Dataset content:
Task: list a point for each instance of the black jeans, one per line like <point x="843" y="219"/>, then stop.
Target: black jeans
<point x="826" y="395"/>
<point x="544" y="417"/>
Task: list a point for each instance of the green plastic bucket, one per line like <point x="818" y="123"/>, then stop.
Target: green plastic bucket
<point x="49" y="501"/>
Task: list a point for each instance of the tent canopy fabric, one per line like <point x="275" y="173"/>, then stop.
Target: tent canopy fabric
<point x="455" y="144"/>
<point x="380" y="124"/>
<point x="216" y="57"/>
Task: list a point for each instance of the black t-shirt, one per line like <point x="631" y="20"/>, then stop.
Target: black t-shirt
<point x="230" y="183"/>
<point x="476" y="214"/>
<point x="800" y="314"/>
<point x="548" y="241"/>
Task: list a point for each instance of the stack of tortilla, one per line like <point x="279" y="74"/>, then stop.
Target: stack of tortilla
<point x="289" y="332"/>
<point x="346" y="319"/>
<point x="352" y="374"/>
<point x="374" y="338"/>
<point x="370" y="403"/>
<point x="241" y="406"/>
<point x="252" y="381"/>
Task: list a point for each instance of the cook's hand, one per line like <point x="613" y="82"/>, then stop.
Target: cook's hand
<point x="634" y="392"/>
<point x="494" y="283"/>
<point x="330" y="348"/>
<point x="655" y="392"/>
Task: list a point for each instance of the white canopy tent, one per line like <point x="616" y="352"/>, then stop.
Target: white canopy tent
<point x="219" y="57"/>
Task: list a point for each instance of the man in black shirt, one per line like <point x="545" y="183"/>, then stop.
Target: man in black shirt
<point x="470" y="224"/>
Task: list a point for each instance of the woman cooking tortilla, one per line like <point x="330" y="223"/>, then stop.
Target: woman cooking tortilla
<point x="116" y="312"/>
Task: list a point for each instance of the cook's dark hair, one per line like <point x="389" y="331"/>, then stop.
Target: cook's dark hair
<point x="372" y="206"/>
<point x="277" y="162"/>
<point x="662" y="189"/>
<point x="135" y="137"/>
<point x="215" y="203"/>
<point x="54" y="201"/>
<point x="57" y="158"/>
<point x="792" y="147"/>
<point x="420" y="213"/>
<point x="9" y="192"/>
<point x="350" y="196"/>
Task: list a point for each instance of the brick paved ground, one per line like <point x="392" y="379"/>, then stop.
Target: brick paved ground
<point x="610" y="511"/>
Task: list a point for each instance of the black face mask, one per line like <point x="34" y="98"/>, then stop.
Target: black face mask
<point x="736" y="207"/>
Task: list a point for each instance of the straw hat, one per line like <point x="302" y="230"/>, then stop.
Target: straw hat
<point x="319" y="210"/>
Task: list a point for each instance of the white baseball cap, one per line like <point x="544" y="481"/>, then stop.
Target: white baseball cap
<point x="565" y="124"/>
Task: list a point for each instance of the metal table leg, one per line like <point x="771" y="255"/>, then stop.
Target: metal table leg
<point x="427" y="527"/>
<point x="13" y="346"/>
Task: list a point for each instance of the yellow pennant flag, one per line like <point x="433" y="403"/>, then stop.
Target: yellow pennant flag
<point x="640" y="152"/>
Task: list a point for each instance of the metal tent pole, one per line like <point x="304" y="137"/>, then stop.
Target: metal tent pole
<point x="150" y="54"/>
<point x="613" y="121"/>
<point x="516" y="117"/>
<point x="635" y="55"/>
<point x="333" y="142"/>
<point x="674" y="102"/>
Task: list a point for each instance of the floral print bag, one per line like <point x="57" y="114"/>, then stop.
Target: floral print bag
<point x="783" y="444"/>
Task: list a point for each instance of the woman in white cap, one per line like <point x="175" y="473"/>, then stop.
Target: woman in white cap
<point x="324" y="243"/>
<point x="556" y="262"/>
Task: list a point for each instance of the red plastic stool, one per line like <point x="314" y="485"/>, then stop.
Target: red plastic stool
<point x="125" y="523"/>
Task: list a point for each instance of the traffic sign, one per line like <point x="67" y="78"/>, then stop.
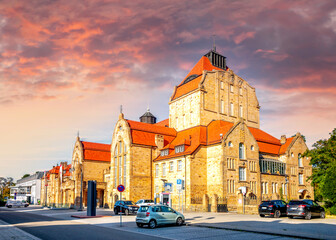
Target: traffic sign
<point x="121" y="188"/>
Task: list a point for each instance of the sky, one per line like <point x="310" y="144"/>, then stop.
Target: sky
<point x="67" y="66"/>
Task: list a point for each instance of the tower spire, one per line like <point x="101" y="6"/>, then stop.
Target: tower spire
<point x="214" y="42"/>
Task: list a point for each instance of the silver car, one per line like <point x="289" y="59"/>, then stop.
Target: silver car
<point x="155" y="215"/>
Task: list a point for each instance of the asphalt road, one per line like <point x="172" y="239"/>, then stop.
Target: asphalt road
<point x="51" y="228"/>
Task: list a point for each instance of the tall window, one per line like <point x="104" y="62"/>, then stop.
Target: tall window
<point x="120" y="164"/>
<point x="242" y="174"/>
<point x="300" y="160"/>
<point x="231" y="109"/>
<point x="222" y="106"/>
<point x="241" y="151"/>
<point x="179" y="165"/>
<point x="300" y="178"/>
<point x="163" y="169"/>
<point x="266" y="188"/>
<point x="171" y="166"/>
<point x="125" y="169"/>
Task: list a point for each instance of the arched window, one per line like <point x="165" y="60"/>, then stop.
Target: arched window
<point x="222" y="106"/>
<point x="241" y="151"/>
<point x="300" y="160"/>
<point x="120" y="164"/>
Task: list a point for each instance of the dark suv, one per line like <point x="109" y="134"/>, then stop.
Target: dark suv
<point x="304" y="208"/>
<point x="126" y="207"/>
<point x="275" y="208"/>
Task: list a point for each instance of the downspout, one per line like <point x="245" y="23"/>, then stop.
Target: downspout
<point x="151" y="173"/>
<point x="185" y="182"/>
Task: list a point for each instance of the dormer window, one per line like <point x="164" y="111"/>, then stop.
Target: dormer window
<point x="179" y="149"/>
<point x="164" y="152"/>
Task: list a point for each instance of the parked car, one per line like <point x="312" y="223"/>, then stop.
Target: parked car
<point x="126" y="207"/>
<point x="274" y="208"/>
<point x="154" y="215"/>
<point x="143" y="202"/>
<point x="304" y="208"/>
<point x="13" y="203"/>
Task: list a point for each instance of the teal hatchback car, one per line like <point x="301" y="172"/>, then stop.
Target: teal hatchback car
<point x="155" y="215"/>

...

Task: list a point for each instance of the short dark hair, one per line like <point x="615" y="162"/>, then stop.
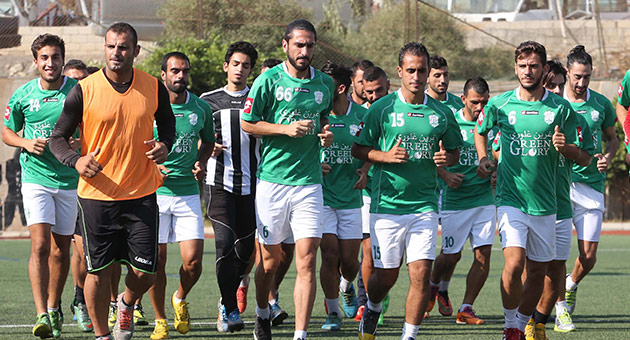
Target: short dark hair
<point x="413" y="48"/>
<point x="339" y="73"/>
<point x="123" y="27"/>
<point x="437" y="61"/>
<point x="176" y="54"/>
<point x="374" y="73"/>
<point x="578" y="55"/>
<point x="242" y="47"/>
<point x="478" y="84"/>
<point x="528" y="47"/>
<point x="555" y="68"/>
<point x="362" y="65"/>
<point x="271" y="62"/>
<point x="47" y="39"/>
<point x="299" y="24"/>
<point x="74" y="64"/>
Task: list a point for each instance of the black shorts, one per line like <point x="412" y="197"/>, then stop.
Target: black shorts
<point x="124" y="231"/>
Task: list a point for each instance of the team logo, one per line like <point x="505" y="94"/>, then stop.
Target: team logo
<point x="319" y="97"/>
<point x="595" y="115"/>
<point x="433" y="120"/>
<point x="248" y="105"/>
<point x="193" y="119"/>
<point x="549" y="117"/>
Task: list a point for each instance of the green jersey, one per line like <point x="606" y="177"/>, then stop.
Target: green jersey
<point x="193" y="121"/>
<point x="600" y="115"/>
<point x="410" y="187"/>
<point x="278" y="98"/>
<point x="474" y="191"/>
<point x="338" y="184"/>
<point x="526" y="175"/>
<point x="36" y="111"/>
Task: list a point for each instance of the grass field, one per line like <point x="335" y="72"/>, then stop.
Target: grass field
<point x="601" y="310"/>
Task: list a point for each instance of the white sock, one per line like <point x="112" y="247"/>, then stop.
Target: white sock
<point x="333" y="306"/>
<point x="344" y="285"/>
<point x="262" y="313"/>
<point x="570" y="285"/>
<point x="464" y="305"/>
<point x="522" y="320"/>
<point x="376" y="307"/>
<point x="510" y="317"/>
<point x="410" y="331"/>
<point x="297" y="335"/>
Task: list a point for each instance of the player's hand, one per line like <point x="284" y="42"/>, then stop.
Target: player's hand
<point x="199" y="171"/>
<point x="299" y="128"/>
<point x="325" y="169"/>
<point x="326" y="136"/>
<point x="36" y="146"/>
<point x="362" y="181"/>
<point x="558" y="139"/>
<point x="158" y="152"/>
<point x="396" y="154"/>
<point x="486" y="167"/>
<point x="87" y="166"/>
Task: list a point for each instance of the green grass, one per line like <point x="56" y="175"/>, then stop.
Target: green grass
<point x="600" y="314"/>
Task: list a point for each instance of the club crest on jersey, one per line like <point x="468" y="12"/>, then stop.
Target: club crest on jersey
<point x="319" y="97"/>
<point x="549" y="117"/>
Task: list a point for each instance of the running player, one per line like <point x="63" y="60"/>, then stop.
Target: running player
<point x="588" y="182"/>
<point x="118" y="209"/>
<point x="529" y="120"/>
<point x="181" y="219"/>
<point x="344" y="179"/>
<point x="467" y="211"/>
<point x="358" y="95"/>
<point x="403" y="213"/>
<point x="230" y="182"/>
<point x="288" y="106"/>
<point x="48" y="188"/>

...

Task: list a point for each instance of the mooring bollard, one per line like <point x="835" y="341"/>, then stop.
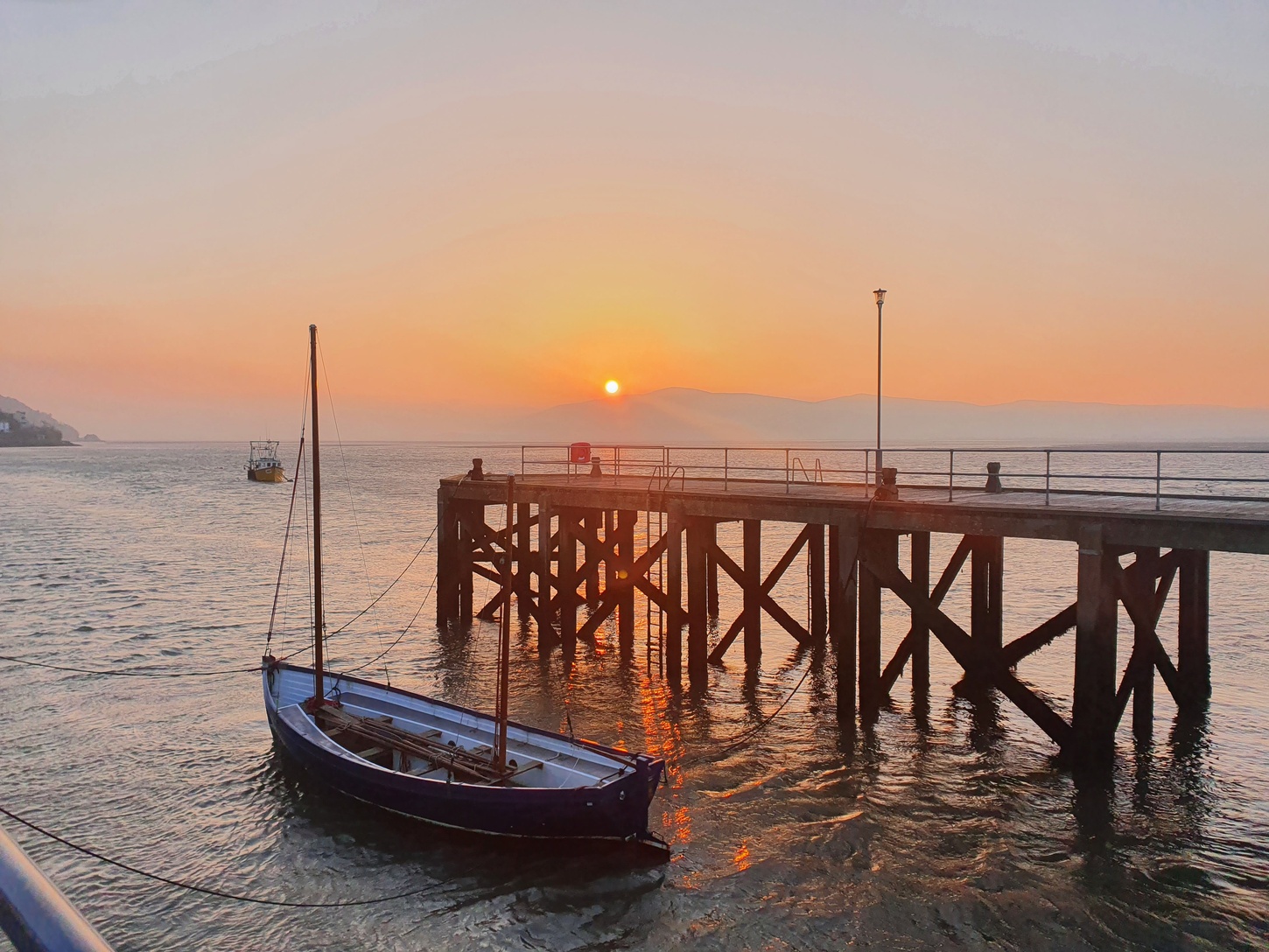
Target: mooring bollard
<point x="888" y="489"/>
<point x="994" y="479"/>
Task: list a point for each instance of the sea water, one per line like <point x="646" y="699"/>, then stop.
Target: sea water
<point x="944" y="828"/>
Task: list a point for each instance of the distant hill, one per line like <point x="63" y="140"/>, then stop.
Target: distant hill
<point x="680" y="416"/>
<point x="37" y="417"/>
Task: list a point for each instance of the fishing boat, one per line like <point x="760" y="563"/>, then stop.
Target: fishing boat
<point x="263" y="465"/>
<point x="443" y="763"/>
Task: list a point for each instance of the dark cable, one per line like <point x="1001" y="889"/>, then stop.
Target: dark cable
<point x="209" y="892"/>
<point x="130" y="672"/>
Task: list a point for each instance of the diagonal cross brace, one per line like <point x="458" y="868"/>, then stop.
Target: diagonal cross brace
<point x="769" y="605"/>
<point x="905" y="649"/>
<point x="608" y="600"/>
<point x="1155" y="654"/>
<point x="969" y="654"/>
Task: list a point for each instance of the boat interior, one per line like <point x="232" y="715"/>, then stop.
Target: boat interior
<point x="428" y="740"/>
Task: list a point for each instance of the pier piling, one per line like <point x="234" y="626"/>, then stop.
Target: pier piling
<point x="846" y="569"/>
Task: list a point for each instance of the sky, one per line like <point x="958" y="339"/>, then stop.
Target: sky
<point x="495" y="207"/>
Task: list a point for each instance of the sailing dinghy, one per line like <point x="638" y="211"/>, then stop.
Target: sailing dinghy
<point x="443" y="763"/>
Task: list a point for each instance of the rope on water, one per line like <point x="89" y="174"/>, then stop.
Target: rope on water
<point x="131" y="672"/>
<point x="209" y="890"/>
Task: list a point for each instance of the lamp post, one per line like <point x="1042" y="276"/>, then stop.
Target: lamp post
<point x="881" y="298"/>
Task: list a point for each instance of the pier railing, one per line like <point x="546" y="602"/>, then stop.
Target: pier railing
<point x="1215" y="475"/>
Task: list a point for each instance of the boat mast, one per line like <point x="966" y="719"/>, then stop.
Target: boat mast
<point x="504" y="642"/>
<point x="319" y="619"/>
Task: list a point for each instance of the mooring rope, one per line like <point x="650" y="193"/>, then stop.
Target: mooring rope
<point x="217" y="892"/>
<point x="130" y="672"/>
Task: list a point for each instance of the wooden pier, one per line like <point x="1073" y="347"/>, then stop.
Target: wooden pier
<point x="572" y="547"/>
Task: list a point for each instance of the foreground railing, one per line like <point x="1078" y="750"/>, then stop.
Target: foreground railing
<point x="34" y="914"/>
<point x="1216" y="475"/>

Activity: Taking the listing above as the source, transcribe only the lines starting at the line with "Task: list a point for each instance of the silver" and going through the line with "Task: list a point for each instance of the tall", unaltered and with both ends included.

Result of this task:
Task: list a point for each instance of the silver car, one per line like <point x="289" y="59"/>, then stop.
Target: silver car
<point x="155" y="215"/>
Task: list a point for each instance of the asphalt road, one per line like <point x="172" y="239"/>, then stop.
Target: asphalt road
<point x="51" y="228"/>
Task: list a point for each instance of the tall window, one per line like <point x="104" y="62"/>, then stop.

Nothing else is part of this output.